Material to process:
---------------

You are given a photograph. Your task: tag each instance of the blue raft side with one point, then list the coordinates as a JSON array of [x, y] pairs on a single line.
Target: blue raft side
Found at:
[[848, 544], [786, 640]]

---------------

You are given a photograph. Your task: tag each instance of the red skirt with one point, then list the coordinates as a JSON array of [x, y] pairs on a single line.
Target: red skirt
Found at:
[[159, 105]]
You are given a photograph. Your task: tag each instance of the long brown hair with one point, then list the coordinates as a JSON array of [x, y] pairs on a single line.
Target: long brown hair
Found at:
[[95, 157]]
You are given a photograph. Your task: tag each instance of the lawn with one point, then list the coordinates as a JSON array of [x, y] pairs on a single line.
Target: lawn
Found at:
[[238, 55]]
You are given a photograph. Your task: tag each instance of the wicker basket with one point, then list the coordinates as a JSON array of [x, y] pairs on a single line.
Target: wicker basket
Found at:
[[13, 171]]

---------------

What is needed:
Copy word for word every line of the listing from the line with "of the blue" to the line with "[[848, 544], [786, 640]]", including both of those lines.

Result of this exercise:
You are given a photograph. Your task: tag each instance of the blue raft side with one point, then list the coordinates as a JSON array of [x, y] pairs on a single line.
Target: blue raft side
Found at:
[[848, 544], [786, 640]]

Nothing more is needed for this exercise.